Omit the pictures, then reproduce every remaining record exactly.
—————
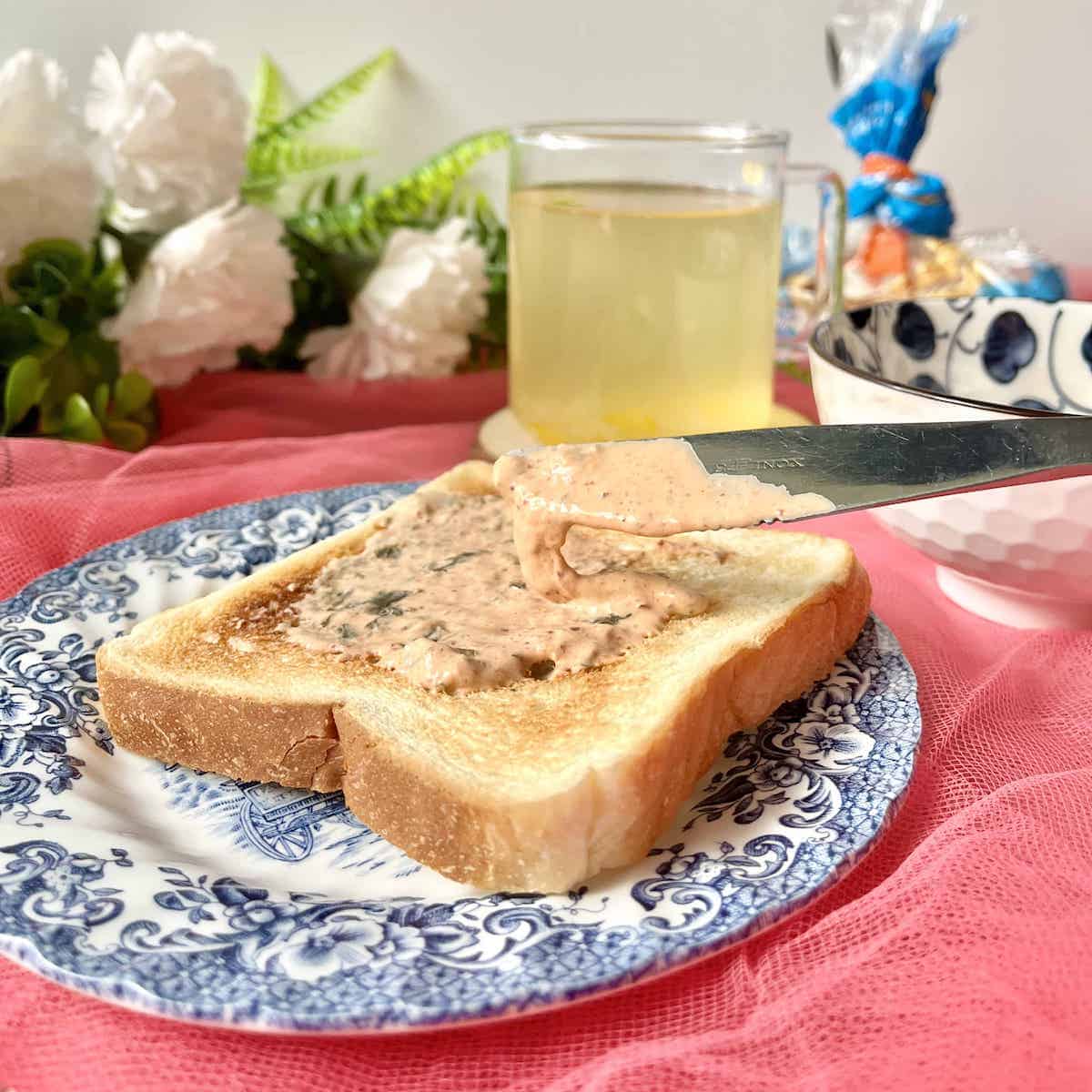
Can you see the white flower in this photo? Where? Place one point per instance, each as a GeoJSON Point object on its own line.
{"type": "Point", "coordinates": [207, 288]}
{"type": "Point", "coordinates": [415, 312]}
{"type": "Point", "coordinates": [48, 185]}
{"type": "Point", "coordinates": [174, 128]}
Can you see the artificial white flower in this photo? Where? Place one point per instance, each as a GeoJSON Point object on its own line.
{"type": "Point", "coordinates": [174, 128]}
{"type": "Point", "coordinates": [48, 185]}
{"type": "Point", "coordinates": [217, 283]}
{"type": "Point", "coordinates": [414, 315]}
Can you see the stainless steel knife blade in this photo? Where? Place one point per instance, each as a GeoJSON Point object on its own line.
{"type": "Point", "coordinates": [869, 465]}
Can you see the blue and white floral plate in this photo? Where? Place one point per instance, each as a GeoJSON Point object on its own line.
{"type": "Point", "coordinates": [194, 896]}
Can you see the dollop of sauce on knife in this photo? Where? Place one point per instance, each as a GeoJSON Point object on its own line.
{"type": "Point", "coordinates": [645, 487]}
{"type": "Point", "coordinates": [465, 592]}
{"type": "Point", "coordinates": [438, 596]}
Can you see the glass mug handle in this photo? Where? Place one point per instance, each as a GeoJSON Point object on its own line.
{"type": "Point", "coordinates": [830, 256]}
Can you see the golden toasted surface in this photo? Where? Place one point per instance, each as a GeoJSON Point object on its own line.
{"type": "Point", "coordinates": [533, 785]}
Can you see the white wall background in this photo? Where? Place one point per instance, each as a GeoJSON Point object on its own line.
{"type": "Point", "coordinates": [1010, 135]}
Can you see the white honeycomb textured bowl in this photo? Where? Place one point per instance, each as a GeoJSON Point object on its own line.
{"type": "Point", "coordinates": [1021, 556]}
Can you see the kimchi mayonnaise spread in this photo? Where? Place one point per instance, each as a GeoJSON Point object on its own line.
{"type": "Point", "coordinates": [461, 592]}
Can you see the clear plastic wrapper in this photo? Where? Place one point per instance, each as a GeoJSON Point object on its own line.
{"type": "Point", "coordinates": [884, 56]}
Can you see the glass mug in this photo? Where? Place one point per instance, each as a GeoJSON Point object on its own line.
{"type": "Point", "coordinates": [642, 276]}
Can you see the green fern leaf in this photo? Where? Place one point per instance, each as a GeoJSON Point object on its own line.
{"type": "Point", "coordinates": [423, 197]}
{"type": "Point", "coordinates": [274, 159]}
{"type": "Point", "coordinates": [268, 96]}
{"type": "Point", "coordinates": [329, 102]}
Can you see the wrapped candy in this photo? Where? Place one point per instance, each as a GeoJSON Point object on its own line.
{"type": "Point", "coordinates": [884, 57]}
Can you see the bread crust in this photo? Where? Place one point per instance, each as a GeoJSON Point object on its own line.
{"type": "Point", "coordinates": [506, 845]}
{"type": "Point", "coordinates": [530, 787]}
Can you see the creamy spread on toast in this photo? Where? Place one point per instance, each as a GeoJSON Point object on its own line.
{"type": "Point", "coordinates": [438, 595]}
{"type": "Point", "coordinates": [644, 487]}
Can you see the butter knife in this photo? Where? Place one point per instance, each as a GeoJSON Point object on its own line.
{"type": "Point", "coordinates": [858, 467]}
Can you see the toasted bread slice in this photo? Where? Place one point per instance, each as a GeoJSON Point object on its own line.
{"type": "Point", "coordinates": [532, 786]}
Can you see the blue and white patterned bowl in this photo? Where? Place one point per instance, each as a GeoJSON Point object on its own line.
{"type": "Point", "coordinates": [191, 895]}
{"type": "Point", "coordinates": [1021, 555]}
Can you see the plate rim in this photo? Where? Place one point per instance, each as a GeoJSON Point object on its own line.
{"type": "Point", "coordinates": [125, 994]}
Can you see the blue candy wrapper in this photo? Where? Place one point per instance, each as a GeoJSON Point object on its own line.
{"type": "Point", "coordinates": [885, 58]}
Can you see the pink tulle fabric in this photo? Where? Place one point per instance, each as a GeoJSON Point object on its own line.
{"type": "Point", "coordinates": [956, 956]}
—————
### Completed task
Can you see the white flower in this photo? Where? Place one point per instance, each as a GeoJSON Point object on its own line.
{"type": "Point", "coordinates": [207, 288]}
{"type": "Point", "coordinates": [415, 312]}
{"type": "Point", "coordinates": [48, 185]}
{"type": "Point", "coordinates": [174, 128]}
Can you see the artificial white flower in this photo? Where? Place one point per instance, each as a GeoJSON Point object on its own line.
{"type": "Point", "coordinates": [174, 128]}
{"type": "Point", "coordinates": [48, 185]}
{"type": "Point", "coordinates": [217, 283]}
{"type": "Point", "coordinates": [414, 315]}
Can you see the stainless steel knife blade in this photo? Where? Place one point per instance, each as a GeoJSON Point object on its own line.
{"type": "Point", "coordinates": [869, 465]}
Can you see the blue and white floral plate in this photo? Where? Place one point per instance, each as a GeoJSON Point object on its own line.
{"type": "Point", "coordinates": [194, 896]}
Can you see the dollop of sauce on knife in this photo? Where? Place one point per instance, each as a GeoJSON Point object on its own line.
{"type": "Point", "coordinates": [645, 487]}
{"type": "Point", "coordinates": [465, 592]}
{"type": "Point", "coordinates": [438, 596]}
Can you see the glass mug handle in this photo? Where? Place one point per instance, each as a GeoJSON Point object on its own line.
{"type": "Point", "coordinates": [830, 256]}
Can you see the golden toasted surface in this photo? Where? Place one point per instance, each as a GeoJSON Point object on its own line.
{"type": "Point", "coordinates": [533, 785]}
Can you see the white wall background in this photo? Where? Place one point per instance, each as a GeoJSON Point object on its own line.
{"type": "Point", "coordinates": [1010, 135]}
Can you see the white honeycomb textured bowl in this photo? Where? Place one point per instance, each as a GeoJSON Point object on its own line.
{"type": "Point", "coordinates": [1021, 556]}
Can you see the kimchi mayonnaise spread in this photo? Where? Place one point per instance, each as a GeoJSON Point object on its own line.
{"type": "Point", "coordinates": [461, 592]}
Can you see the clear plastic wrapper in this photo? Where? Place one point per instance, each as a GeoJSON Point object on its own line.
{"type": "Point", "coordinates": [884, 56]}
Can you see the glass mug in this photo? Where? Place one point per instance, each as a GeoJSON Point object on its own line.
{"type": "Point", "coordinates": [642, 276]}
Can you see the green fern leaf in this photo? Where? Place one point per instance, each as a GeoJSON Point object on its own line.
{"type": "Point", "coordinates": [423, 197]}
{"type": "Point", "coordinates": [274, 159]}
{"type": "Point", "coordinates": [268, 96]}
{"type": "Point", "coordinates": [329, 102]}
Can you see the wrapped candy in this photo? Where? Place one point per instance, each as a GeoJSON Point object on its own line.
{"type": "Point", "coordinates": [884, 57]}
Can you see the bread crust in this photo? Where? Place one point per instance, each as a GeoJSON Point object on its own line.
{"type": "Point", "coordinates": [506, 845]}
{"type": "Point", "coordinates": [530, 787]}
Can you see the creamy spread on toast in this photo? Where? Place one point per instance, each as a GeoJSON Point object on its own line.
{"type": "Point", "coordinates": [438, 595]}
{"type": "Point", "coordinates": [644, 487]}
Can you see the butter knife in this photo? Where? Place one point per instance, each as a GeoJSON Point object on its own line.
{"type": "Point", "coordinates": [858, 467]}
Can you see the toasted bread slice in this photo? Where? Place one point per instance, each as a GeoJSON Point object on its own line.
{"type": "Point", "coordinates": [532, 786]}
Can you see the blue and white patterned bowl in this photo? Where? Place one point per instance, each as a GeoJSON Point object on its own line.
{"type": "Point", "coordinates": [191, 895]}
{"type": "Point", "coordinates": [1021, 555]}
Can you see the plate rim in this photo? Where? Place one point per instance, each as a GeoJSON Point object on its own line.
{"type": "Point", "coordinates": [125, 994]}
Can you see the blue candy wrapper in this photo? Where? Place one point per instance, each as a GeoJSON Point object on its own line.
{"type": "Point", "coordinates": [885, 58]}
Can you see the pink tulle fabric in this photo? Where? Place one point per instance, each as a GeoJSON Point object on its own line.
{"type": "Point", "coordinates": [956, 956]}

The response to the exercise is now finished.